▸ **DATA FOR ANALYSIS**
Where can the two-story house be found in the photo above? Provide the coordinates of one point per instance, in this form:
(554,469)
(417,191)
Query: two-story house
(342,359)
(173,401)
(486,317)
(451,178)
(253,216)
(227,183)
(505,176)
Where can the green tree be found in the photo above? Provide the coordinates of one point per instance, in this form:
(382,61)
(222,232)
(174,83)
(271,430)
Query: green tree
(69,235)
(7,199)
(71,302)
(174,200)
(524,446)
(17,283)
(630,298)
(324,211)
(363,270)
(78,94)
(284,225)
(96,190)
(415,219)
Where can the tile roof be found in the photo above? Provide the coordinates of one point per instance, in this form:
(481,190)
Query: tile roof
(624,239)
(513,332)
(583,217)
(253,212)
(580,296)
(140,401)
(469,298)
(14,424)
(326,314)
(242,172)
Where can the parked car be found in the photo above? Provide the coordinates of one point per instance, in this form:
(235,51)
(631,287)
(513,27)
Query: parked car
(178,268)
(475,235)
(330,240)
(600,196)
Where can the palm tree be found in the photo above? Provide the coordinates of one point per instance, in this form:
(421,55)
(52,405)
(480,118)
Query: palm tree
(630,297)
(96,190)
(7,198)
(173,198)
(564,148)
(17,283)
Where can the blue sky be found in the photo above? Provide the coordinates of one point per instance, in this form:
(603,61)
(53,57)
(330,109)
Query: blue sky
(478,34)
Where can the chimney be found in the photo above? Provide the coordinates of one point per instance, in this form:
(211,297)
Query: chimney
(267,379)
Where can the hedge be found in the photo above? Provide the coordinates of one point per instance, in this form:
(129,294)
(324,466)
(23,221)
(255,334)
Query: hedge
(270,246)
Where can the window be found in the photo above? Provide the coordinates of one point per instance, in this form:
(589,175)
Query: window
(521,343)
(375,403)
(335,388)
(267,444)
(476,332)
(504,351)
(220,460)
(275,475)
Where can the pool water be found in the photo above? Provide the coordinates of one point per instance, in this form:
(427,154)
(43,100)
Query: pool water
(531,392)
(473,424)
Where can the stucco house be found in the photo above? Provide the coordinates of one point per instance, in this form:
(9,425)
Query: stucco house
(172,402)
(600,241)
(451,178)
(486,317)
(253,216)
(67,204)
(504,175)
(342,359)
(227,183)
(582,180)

▸ **ABOUT THIS TASK**
Copy out the whole listing exactly; please set it all down.

▸ **ANSWER TO THE EXERCISE**
Where can the two-story house be found in the photo above? Provide the coordinates of one point per instance, in this form:
(554,469)
(417,191)
Query: two-story house
(342,359)
(173,401)
(486,317)
(451,178)
(253,216)
(227,183)
(505,176)
Where can the green tree be found in the photo above? Provide the coordinates of one point per instance, in this form:
(382,61)
(222,232)
(174,83)
(271,430)
Query: green tree
(69,235)
(7,199)
(71,302)
(174,200)
(524,446)
(17,283)
(630,298)
(324,211)
(363,270)
(78,94)
(284,225)
(96,190)
(415,219)
Where can the tile roof be found in the photo above? Provide the coordinates of one point per instance, in this form:
(481,190)
Query: tile roof
(624,239)
(513,332)
(583,217)
(253,212)
(580,296)
(140,401)
(469,298)
(14,424)
(326,314)
(242,172)
Where can the parked car be found in the photo above? Provide the coordinates of one point per instance, in this form:
(235,51)
(631,287)
(513,27)
Query: parked car
(178,268)
(475,235)
(330,240)
(600,196)
Where can the palm tree be found in the photo above? Provide the coordinates of one point per instance, in this form:
(421,55)
(52,405)
(480,118)
Query: palm tree
(630,297)
(96,190)
(7,198)
(173,198)
(564,148)
(17,283)
Where can the blue sky be found in the photo above? Provide the coordinates of one point per instance, in this form:
(603,61)
(53,57)
(330,109)
Query: blue sky
(478,34)
Where can the chimney be found in the photo above? Provide the coordinates of one point per instance, in this form:
(211,297)
Query: chimney
(267,379)
Where can the hedge be found in the photo above? Provide the coordinates of one point per instance, in this form:
(129,294)
(324,466)
(23,221)
(255,334)
Query: hedge
(270,246)
Where can the window be found in the photo above? Provide the coordinates of one point per instance, in this form:
(589,175)
Query: window
(521,343)
(375,403)
(335,388)
(267,444)
(476,332)
(504,351)
(220,460)
(275,475)
Where can the pool water be found in the photo above? Provide the coordinates of one point per instance, in this form:
(427,154)
(43,100)
Query: pool water
(531,392)
(473,424)
Where can the stucco house be found in the photo above? Provide the coordinates of one point per instance, in this form:
(9,425)
Query: stucco house
(172,402)
(600,241)
(451,178)
(486,317)
(253,216)
(67,204)
(504,175)
(342,359)
(227,183)
(582,180)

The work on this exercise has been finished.